» **DATA FOR THIS EXERCISE**
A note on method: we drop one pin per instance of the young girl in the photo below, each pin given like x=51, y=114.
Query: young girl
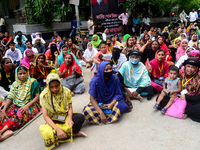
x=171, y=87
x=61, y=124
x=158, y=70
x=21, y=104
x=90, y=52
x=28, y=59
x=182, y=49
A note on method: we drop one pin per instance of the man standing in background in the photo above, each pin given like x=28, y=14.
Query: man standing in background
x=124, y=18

---

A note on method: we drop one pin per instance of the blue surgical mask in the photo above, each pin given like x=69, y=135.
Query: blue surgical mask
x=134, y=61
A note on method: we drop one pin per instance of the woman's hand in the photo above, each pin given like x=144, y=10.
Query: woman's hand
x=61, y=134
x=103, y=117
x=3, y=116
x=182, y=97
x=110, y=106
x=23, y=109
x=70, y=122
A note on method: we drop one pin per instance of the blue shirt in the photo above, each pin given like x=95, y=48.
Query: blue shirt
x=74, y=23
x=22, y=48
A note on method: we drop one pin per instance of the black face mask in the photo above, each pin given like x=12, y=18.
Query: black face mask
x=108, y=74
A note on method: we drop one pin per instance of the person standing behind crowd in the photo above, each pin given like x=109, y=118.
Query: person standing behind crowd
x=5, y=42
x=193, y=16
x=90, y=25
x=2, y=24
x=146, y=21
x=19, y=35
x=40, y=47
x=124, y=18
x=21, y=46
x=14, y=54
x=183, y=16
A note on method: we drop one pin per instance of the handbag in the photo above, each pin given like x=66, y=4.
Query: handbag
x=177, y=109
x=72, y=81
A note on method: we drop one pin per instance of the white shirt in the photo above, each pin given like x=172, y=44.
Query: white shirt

==

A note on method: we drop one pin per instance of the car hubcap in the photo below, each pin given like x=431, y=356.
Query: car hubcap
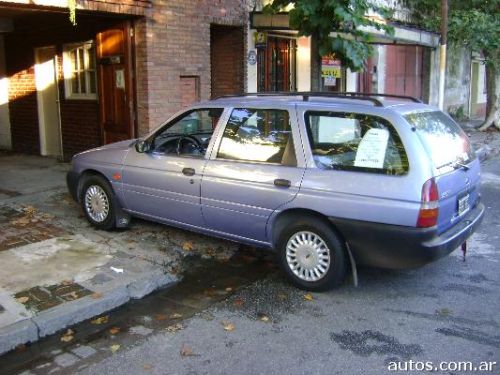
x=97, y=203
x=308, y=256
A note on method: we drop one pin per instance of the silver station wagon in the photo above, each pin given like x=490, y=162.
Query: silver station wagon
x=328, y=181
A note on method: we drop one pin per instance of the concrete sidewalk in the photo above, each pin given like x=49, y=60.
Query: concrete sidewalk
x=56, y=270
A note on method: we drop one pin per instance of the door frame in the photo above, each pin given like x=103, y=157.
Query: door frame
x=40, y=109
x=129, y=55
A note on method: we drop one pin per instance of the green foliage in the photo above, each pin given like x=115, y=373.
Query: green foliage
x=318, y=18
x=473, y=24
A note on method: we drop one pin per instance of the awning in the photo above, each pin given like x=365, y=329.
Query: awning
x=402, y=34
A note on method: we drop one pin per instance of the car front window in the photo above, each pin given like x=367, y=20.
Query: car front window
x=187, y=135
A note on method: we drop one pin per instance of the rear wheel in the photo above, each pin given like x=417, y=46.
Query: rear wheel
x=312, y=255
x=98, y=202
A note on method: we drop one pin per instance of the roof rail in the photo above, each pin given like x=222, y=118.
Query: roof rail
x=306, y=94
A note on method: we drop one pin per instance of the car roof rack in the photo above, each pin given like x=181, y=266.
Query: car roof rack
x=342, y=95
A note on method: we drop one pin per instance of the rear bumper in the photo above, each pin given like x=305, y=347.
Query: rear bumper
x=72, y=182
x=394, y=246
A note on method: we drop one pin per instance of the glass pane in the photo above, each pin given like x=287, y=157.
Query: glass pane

» **TASK**
Starting at the line containing "like x=144, y=10." and ending with the line containing "x=70, y=122", copy those lines out again, changing "woman's hand" to "woman's palm" and leaving everything else unchanged.

» **WRITTEN REPLY**
A note on method: we drop one pin per instance of the woman's palm in the photo above, each pin given like x=144, y=10.
Query: woman's palm
x=61, y=134
x=103, y=117
x=3, y=116
x=182, y=97
x=110, y=106
x=23, y=109
x=70, y=122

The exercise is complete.